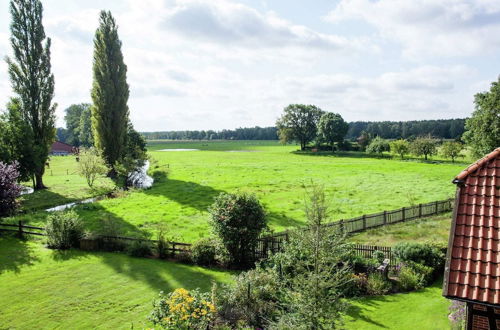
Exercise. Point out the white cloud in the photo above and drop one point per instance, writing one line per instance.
(429, 27)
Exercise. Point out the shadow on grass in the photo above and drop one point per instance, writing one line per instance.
(15, 253)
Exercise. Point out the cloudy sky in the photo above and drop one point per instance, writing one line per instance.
(224, 64)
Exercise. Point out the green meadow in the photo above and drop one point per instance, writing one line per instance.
(188, 182)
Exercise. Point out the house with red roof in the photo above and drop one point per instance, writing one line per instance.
(472, 271)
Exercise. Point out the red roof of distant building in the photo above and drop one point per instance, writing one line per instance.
(473, 264)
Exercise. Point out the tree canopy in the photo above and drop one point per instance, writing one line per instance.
(483, 128)
(33, 82)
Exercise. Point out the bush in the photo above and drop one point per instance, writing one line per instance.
(139, 248)
(9, 189)
(377, 285)
(183, 309)
(421, 253)
(409, 279)
(203, 252)
(238, 220)
(64, 230)
(251, 300)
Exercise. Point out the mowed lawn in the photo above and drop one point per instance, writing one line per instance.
(49, 289)
(355, 184)
(424, 309)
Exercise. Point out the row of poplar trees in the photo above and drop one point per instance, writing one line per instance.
(27, 129)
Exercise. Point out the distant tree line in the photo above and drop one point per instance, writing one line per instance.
(441, 128)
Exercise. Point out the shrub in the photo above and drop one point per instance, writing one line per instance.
(203, 252)
(251, 300)
(162, 246)
(183, 309)
(64, 230)
(238, 220)
(421, 253)
(409, 279)
(139, 248)
(377, 285)
(9, 189)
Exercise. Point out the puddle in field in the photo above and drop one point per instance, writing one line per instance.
(242, 150)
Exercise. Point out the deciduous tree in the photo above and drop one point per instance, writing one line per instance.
(299, 122)
(483, 127)
(32, 79)
(110, 92)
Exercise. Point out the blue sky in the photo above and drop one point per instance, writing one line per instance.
(223, 64)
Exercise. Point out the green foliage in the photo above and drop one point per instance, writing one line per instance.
(377, 284)
(451, 150)
(64, 230)
(203, 252)
(400, 147)
(299, 123)
(110, 92)
(140, 248)
(377, 145)
(182, 309)
(483, 127)
(32, 80)
(421, 253)
(409, 279)
(424, 146)
(238, 220)
(91, 165)
(252, 299)
(332, 128)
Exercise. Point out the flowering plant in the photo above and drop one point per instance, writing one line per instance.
(183, 309)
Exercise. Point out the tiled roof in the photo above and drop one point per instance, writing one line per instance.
(473, 266)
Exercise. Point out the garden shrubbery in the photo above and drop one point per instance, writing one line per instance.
(238, 220)
(64, 230)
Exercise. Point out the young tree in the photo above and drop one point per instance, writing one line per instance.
(400, 147)
(9, 189)
(483, 128)
(423, 146)
(451, 150)
(32, 80)
(332, 128)
(238, 219)
(299, 123)
(377, 145)
(91, 165)
(110, 93)
(313, 271)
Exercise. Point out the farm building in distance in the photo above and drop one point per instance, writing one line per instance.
(472, 272)
(62, 149)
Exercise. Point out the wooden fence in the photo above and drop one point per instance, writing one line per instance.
(269, 244)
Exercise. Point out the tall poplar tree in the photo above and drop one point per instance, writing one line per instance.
(109, 92)
(32, 80)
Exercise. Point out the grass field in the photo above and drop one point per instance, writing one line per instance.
(424, 309)
(48, 289)
(354, 182)
(433, 229)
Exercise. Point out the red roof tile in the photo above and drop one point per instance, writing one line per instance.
(473, 265)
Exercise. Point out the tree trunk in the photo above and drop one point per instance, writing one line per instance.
(39, 182)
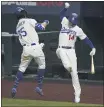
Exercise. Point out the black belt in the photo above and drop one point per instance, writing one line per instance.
(66, 47)
(30, 44)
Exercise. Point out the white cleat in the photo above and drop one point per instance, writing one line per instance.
(77, 99)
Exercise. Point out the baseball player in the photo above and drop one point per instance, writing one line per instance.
(66, 47)
(28, 37)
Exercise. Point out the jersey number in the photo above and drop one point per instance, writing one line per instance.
(22, 32)
(71, 37)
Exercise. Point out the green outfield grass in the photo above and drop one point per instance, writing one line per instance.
(6, 102)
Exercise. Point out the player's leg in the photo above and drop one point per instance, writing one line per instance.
(25, 60)
(61, 53)
(74, 75)
(40, 60)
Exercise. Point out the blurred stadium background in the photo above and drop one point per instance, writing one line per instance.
(91, 20)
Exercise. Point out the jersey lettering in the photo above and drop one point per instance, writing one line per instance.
(72, 35)
(64, 30)
(22, 32)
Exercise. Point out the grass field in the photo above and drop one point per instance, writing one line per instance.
(6, 102)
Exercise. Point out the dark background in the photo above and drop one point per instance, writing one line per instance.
(91, 21)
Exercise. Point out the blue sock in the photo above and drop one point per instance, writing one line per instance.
(19, 76)
(40, 76)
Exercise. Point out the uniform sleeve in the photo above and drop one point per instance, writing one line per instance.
(32, 22)
(81, 34)
(64, 21)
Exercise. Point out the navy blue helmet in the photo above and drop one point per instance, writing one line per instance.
(73, 18)
(20, 13)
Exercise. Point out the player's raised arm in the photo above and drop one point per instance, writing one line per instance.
(88, 42)
(39, 26)
(63, 11)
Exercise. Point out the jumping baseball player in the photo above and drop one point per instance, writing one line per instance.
(66, 47)
(28, 37)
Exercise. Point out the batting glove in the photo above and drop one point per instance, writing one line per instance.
(42, 45)
(67, 5)
(47, 21)
(93, 52)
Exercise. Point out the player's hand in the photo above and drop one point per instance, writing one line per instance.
(93, 52)
(42, 45)
(46, 21)
(67, 5)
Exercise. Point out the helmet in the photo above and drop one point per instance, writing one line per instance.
(73, 18)
(20, 13)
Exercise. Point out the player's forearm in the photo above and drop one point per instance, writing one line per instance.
(63, 13)
(88, 42)
(42, 26)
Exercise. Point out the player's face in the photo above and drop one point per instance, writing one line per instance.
(70, 24)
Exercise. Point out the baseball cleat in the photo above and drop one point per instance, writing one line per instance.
(39, 91)
(13, 93)
(77, 99)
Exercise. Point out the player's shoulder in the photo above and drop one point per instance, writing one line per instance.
(29, 19)
(65, 18)
(79, 29)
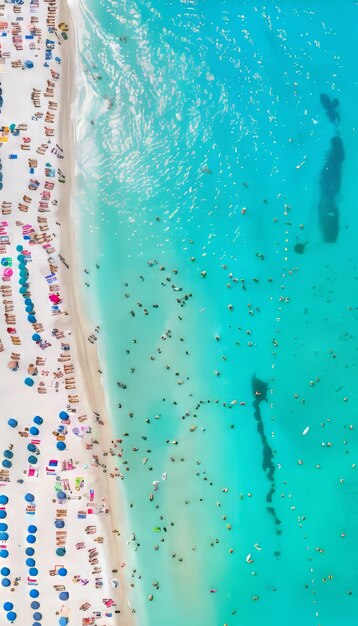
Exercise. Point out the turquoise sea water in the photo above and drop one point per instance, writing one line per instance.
(201, 142)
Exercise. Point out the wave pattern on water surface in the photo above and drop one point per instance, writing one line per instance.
(227, 321)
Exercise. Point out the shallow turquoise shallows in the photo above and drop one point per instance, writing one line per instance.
(217, 207)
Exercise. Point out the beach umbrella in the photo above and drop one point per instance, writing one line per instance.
(64, 595)
(61, 551)
(59, 523)
(11, 616)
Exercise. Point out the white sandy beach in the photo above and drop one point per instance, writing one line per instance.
(47, 343)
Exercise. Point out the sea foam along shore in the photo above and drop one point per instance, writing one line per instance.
(58, 510)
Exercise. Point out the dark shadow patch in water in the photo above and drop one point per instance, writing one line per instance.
(330, 184)
(330, 107)
(260, 390)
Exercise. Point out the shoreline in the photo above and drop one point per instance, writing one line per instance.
(87, 353)
(57, 505)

_ _ _ _ _

- [Task instructions]
Exclude all pictures and reproduce exactly the lines from the one containing "Exercise. Point out the player's forearm" through the final line of the entries above.

- [Result below]
Exercise. Point out the player's forearm in the photo above and drop one point per instance, writing one line per instance.
(63, 13)
(88, 42)
(42, 26)
Exercise. Point out the player's face in the photo above and drop one point per instance, writing one line per instance.
(70, 24)
Exercise. Point out the baseball cleat in the photo above and drop one point per instance, writing one line per instance.
(39, 91)
(13, 93)
(77, 99)
Exercise. Point out the player's shoulder in the photo above and drop one point per instance, writing one line per instance.
(29, 19)
(65, 18)
(79, 29)
Exercise. Point out the turquoise sea water in the photo above and drop one point per instance, writing one line per instance.
(201, 142)
Exercise. Point out the wave pattern on water surface in the photo above and drop one point per instance, writing one line per instance.
(227, 321)
Exercise. Point out the shallow turquoise shallows in the photo above and drop one point per instance, writing one line per instance.
(217, 207)
Exercise. Point out the beach umbrella in the photo above and drop one point per instance, writing one line per instance.
(64, 595)
(61, 551)
(59, 523)
(11, 616)
Exercise. Point out the white sandy beach in the photo above and drop one point per instance, writing one line per instance.
(47, 343)
Exercise. Point out the sea foam along shore in the photo above and drop one point per instance, writing one line per instance.
(58, 510)
Exercise. Point out the dark shadow patch in water in the photo above and drop one point per instance, writing one line per instance.
(330, 184)
(330, 107)
(260, 390)
Exercise. Point out the shoreline in the photo above and drop one point per instance, writing one line per instance.
(87, 353)
(57, 505)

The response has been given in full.